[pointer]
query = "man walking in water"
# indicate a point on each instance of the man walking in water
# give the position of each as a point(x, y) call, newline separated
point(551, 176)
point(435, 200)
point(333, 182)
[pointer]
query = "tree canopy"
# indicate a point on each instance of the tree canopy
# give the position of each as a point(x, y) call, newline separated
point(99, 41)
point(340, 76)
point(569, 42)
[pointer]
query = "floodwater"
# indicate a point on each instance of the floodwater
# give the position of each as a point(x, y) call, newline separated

= = = = =

Among the lines above, please count those that contain the string "floodwater" and write the number by itself.

2